### [INSTRUCTION]
Report how many lines in the records below contain the string "formatted", giving only the number.
Start of RECORDS FOR THE EXERCISE
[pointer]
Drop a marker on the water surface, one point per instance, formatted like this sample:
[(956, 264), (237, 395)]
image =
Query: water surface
End of RECORDS FOR THE EXERCISE
Start of RECORDS FOR THE EXERCISE
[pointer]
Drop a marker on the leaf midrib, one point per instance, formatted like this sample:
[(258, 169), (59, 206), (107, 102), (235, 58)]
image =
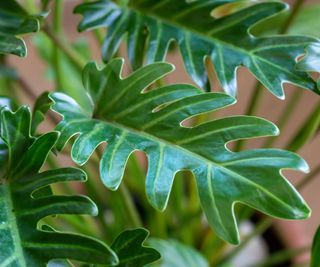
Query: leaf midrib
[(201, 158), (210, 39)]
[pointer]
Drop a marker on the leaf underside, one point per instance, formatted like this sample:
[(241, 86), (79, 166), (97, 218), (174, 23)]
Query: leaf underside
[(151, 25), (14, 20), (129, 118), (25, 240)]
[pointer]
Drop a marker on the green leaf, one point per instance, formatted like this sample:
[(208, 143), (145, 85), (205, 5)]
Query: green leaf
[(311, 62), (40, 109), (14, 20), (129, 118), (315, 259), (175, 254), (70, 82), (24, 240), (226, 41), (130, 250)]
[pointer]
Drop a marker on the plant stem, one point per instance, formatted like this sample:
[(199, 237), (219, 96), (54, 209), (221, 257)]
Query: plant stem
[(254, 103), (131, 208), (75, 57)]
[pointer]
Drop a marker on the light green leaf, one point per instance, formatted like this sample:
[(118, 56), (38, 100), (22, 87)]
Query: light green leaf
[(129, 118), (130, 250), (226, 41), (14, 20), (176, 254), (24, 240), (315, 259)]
End of RECORDS FOR THE EXERCISE
### [THE COMPLETED TASK]
6